__Ausgewählter Auszug__
|---|
Schufa muss Schadensersatz für negative Bewertung zahlen
Ein aktuelles Urteil zwingt die Schufa zur Offenlegung der Berechnungsgrundlagen für ihre Scores und zur Zahlung von Schadensersatz an eine Betroffene. Diese hatte wegen ihrer schlechten Bonität mehrere Kredite nicht bekommen.
Dieser Artikel gehört zum Themen-Special Das aktuelle Datenschutzrecht
Das Landgericht Bayreuth hat entschieden, dass Auskunfteien zur umfassenden Information über die konkrete Berechnung ihrer Scorewerte verpflichtet sind. Es verurteilte außerdem die Schufa zur Zahlung von 3.000 Euro Schadensersatz an eine Betroffene. Entscheidend war, dass das Unternehmen die Berechnung der Scores automatisierte und die Werte an Banken weitergab, ohne dass ein Mensch sie kontrolliert hatte.
Der Fall
Einer Frau wurden Kredite verweigert, Grund waren ihre negativen Bonitätsbewertungen bei der Schufa. Sie klagte gegen die Auskunftei, um Informationen über die Berechnung ihres Scorewertes zu bekommen und Schadensersatz zu fordern.
Das Urteil
Das Landgericht (LG) Bayreuth verurteilte die Schufa nicht nur zu 3.000 Euro Schadensersatz, sondern auch dazu, für jeden einzelnen Score offenzulegen:
- welche konkreten Daten der betroffenen Person einbezogen wurden,
- wie stark sich jedes einzelne Datum auf das Ergebnis ausgewirkt hat,
- und wie sich der Score verändert hätte, wenn ein bestimmtes Datum nicht verwendet worden wäre.
|---|
__Auftrag__
Setze den Text zum Schufa-Urteil oben nach seinem letzten Satz fort.
|---|
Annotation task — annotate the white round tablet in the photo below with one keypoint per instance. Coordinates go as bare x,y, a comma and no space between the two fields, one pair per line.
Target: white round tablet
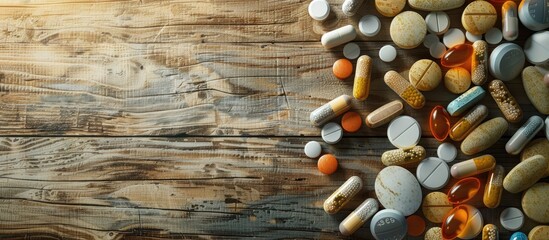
351,51
387,53
332,133
313,149
472,37
319,9
511,219
433,173
447,152
453,37
369,25
493,36
404,132
437,22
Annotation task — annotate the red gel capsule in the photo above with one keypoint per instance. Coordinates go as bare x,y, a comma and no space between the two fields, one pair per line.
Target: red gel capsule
464,190
457,55
439,123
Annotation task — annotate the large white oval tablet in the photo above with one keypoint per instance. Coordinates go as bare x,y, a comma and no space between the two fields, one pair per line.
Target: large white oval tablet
396,188
433,173
404,132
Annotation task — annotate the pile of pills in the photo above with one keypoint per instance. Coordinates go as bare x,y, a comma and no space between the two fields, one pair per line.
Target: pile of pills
463,62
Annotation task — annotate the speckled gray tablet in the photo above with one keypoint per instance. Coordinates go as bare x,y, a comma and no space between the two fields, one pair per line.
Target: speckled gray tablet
332,133
433,173
388,224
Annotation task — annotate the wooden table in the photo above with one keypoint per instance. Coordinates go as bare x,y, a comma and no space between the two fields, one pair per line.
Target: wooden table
187,119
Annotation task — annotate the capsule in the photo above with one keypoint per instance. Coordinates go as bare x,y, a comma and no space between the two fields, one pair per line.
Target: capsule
509,20
524,135
468,123
330,110
361,88
473,166
343,195
494,187
506,102
338,36
479,62
490,232
404,89
465,101
358,217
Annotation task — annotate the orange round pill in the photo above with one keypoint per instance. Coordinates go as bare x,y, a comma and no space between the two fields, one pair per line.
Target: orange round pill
342,68
416,225
351,122
327,164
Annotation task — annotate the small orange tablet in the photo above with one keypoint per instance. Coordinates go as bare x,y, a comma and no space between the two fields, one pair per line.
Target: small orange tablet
327,164
342,68
351,122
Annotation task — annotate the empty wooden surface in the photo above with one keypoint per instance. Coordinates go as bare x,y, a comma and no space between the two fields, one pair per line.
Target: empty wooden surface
187,119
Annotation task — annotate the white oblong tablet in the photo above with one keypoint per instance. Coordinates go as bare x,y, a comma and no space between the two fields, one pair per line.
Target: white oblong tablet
387,53
369,25
404,132
433,173
447,152
453,37
351,51
493,36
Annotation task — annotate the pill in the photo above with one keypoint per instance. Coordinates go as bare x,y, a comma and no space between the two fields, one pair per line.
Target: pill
416,225
358,217
343,195
463,190
369,25
490,232
351,121
327,164
312,149
437,22
319,9
390,8
479,63
506,61
465,101
403,156
453,37
510,20
484,136
408,29
404,132
435,206
387,53
478,17
331,133
404,89
425,75
524,135
433,173
439,123
330,110
338,36
457,80
494,187
525,174
511,219
384,114
473,166
506,102
447,152
342,68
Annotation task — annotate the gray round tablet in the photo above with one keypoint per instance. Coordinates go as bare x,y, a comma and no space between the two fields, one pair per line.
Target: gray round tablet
388,224
332,133
433,173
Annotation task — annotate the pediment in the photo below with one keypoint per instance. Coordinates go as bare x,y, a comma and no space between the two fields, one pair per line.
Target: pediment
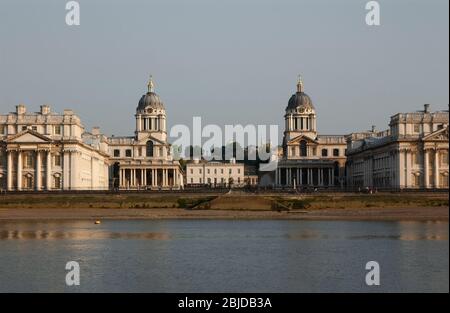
439,135
299,138
150,137
28,137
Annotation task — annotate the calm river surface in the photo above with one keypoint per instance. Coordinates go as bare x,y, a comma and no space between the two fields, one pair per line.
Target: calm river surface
224,256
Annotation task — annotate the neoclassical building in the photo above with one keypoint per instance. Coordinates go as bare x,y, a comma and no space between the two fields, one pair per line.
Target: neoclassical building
214,174
412,153
144,161
308,159
50,151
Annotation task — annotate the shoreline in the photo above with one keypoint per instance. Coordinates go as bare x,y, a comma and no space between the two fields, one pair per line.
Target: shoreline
237,205
435,214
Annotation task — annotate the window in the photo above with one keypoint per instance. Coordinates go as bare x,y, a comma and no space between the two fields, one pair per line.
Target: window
443,180
417,128
57,160
416,180
29,160
29,182
416,158
444,158
150,148
303,150
57,182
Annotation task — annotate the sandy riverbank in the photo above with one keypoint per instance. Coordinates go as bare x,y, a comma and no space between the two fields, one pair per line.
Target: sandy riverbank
376,214
237,205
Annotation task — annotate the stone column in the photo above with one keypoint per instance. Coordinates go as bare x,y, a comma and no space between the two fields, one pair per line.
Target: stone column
436,168
48,169
9,171
426,169
73,170
332,177
401,168
19,170
38,170
408,182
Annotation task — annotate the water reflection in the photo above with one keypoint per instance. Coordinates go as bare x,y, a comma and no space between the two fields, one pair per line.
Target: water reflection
78,235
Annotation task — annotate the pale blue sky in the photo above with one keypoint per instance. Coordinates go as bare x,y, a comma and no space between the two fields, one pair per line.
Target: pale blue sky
227,61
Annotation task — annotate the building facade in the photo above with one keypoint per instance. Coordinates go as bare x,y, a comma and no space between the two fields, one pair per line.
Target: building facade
412,153
48,151
144,161
308,159
215,174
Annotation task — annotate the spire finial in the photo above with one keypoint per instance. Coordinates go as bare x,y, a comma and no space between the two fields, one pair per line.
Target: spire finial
151,86
300,83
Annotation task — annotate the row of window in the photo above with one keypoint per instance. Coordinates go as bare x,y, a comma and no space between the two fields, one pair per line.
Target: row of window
210,181
149,151
222,171
57,129
304,150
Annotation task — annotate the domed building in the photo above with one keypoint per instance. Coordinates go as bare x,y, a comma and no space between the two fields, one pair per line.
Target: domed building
144,161
308,159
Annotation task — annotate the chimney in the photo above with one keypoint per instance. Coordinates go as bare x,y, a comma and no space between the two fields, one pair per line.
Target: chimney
45,109
21,109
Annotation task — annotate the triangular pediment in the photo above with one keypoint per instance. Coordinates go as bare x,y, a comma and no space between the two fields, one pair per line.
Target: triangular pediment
299,138
150,137
28,136
439,135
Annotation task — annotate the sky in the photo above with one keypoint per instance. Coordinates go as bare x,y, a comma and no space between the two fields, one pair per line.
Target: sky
230,62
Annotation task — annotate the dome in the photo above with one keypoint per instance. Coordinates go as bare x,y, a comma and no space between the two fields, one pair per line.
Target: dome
300,99
150,99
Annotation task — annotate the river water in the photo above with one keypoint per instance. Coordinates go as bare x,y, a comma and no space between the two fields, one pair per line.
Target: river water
224,256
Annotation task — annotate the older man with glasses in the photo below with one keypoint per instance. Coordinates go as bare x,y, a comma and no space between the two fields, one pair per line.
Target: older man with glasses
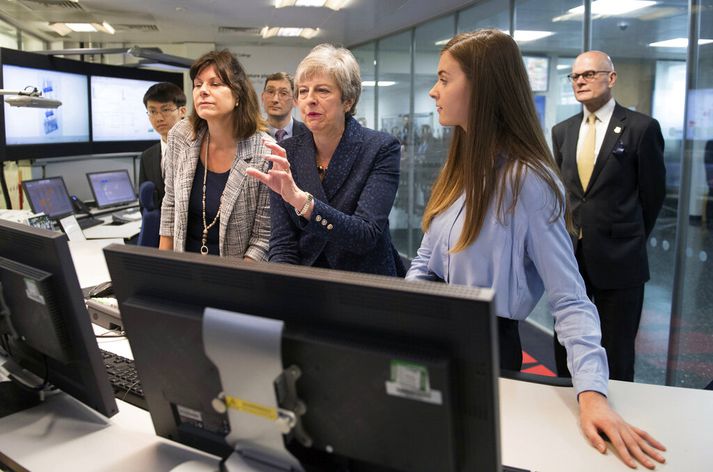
278,101
611,161
165,105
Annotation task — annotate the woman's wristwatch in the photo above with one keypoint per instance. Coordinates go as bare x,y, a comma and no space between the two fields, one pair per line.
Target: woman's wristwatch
306,206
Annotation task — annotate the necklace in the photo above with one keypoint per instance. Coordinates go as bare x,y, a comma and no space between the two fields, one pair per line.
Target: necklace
204,239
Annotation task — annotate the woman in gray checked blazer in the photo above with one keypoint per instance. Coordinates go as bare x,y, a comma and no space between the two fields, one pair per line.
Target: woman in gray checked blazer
210,206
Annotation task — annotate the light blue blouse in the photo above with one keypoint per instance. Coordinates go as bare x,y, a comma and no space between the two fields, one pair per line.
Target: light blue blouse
521,255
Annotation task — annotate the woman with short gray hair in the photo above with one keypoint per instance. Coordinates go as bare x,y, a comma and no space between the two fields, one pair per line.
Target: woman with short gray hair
333,188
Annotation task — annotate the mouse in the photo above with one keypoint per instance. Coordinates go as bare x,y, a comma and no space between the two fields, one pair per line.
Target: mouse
104,289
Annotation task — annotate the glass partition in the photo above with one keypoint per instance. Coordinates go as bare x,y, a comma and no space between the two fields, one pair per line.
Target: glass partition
691,359
366,57
394,114
647,43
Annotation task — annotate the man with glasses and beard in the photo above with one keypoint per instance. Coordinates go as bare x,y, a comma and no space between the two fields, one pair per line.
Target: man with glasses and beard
611,161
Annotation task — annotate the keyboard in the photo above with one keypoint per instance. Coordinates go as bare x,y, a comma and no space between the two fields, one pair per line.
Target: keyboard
90,222
124,379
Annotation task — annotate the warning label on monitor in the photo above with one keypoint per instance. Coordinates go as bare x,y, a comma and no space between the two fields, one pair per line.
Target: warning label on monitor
411,380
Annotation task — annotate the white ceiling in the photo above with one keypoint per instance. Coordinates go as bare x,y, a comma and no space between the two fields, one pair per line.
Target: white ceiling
206,21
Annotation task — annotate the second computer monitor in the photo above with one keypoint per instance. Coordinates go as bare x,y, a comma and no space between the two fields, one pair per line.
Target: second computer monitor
48,196
111,188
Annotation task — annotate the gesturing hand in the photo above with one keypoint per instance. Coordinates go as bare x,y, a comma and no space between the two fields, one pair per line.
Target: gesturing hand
597,417
278,178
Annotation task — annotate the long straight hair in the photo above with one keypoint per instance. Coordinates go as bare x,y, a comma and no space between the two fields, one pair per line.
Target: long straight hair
503,137
246,117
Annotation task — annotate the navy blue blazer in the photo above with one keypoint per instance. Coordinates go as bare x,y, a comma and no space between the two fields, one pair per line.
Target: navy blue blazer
350,220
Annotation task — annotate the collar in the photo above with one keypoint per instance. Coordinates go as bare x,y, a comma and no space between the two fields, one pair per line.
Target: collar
604,113
272,130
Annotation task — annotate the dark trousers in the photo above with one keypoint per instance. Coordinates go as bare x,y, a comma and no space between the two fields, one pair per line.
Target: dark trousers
509,342
619,316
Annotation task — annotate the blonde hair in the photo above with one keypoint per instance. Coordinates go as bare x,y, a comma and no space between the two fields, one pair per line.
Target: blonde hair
503,137
338,63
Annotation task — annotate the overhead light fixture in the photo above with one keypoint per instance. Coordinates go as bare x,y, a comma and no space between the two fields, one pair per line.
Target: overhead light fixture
521,36
331,4
60,28
272,31
81,27
602,8
380,83
63,29
678,43
104,27
524,36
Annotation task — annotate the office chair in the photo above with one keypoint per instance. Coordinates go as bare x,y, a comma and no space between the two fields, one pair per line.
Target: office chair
150,216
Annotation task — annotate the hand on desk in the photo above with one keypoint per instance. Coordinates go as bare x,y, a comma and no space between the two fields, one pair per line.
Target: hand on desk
596,416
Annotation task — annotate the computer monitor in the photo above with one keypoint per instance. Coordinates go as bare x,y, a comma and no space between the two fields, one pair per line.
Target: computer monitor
49,196
344,331
65,124
111,188
118,112
45,332
38,133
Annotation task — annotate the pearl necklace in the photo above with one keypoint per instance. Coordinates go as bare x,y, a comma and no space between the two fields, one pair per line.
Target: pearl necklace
204,239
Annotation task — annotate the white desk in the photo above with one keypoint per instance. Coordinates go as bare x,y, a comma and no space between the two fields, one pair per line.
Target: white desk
539,432
540,428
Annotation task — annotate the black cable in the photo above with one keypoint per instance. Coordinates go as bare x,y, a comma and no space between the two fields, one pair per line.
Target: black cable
3,184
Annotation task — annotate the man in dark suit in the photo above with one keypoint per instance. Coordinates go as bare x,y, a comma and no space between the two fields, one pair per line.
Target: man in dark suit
278,101
611,160
166,105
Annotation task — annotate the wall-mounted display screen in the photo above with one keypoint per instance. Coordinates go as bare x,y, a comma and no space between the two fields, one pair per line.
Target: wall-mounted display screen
118,112
537,71
69,123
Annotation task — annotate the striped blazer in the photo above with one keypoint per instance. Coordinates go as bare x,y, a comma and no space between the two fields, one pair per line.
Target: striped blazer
245,212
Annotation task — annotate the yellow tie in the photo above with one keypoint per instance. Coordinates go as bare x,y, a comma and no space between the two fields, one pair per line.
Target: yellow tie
585,163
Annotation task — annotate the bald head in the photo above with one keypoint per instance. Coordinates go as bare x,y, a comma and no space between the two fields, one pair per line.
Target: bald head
594,93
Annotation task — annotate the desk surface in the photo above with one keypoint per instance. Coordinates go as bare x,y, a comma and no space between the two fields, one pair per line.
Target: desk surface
539,431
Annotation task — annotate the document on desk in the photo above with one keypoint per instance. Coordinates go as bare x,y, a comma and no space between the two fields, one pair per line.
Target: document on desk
125,231
89,262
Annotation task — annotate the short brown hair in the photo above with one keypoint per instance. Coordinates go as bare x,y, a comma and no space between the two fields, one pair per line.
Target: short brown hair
247,119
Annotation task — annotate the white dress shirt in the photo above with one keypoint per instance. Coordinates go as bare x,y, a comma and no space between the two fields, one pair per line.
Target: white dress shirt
603,115
271,131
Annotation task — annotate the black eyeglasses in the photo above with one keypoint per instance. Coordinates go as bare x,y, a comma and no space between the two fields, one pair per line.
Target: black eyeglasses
587,75
162,112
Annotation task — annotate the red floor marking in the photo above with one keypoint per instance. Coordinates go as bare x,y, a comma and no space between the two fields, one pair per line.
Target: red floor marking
537,369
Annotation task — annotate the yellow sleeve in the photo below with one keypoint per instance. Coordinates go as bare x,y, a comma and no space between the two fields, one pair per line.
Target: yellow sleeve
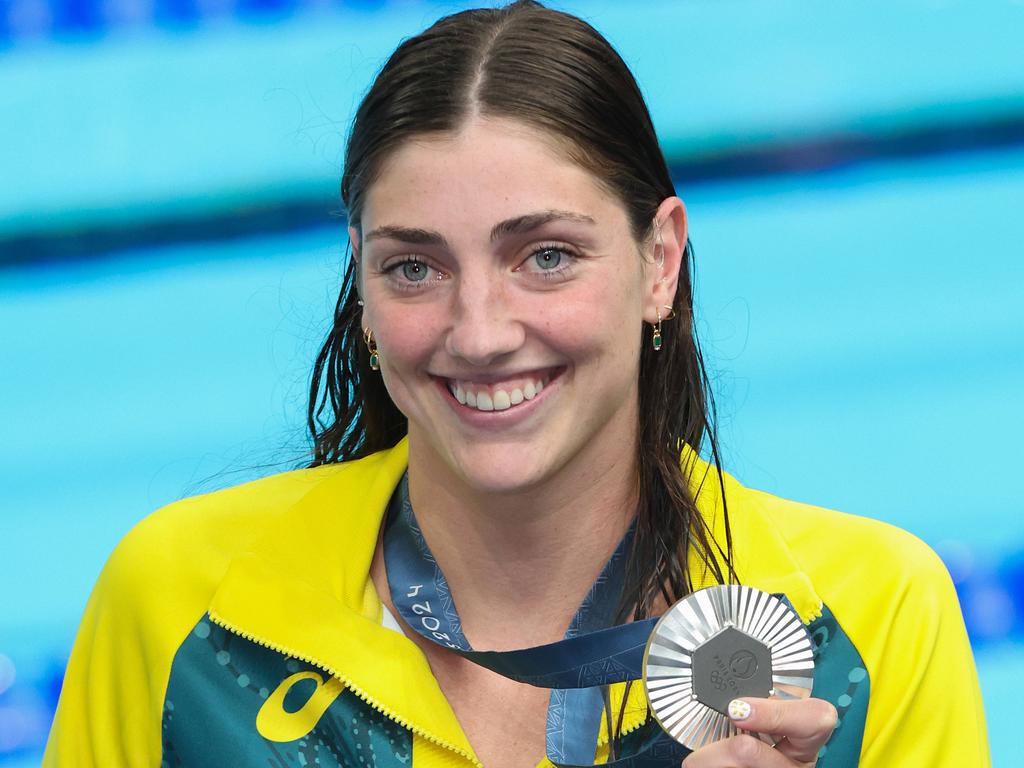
144,602
925,709
109,712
|---|
__Ergebnis folgt__
Außerdem stellten die Richterinnen und Richter klar: Der Schufa-Score ist keine bloße Meinungsäußerung, sondern eine Tatsachenbehauptung mit konkreten Folgen. Wer wegen eines schlechten Scores keinen Kredit bekomme oder von Verträgen ausgeschlossen werde, sei unmittelbar betroffen und hat Anspruch auf Transparenz. Denn der Algorithmus sortiere Betroffene in Risikogruppen ein – mit erheblichen Folgen für deren wirtschaftliche Teilhabe. Damit unterliege die Berechnung strengeren datenschutzrechtlichen Maßstäben.
EuGH: Pflicht zur Transparenz
Das Landgericht Bayreuth folgte dabei dem Europäischen Gerichtshof. In seinem Urteil vom 27. Februar 2025 (Az. C-203/22) hatte dieser festgestellt: Ein automatisiert ermittelter Wahrscheinlichkeitswert, der maßgeblich Einfluss auf wirtschaftliche Entscheidungen Dritter hat, stellt eine automatisierte Entscheidung im Sinne von Art. 22 DSGVO. Daraus folgten weitreichenden Transparenz- und Schutzpflichten.
Das LG Bayreuth setzte in seinem Urteil die Vorgaben des EuGH um und stellte klar, dass eine pauschale Berufung auf Geschäftsgeheimnisse nicht ausreicht. Das Gericht betont ausdrücklich, dass die Schufa die Daten, die zur Berechnung der Scorewerte verwendet werden, offenlegen muss, um Betroffenen eine realistische Möglichkeit zur Überprüfung und Korrektur zu geben.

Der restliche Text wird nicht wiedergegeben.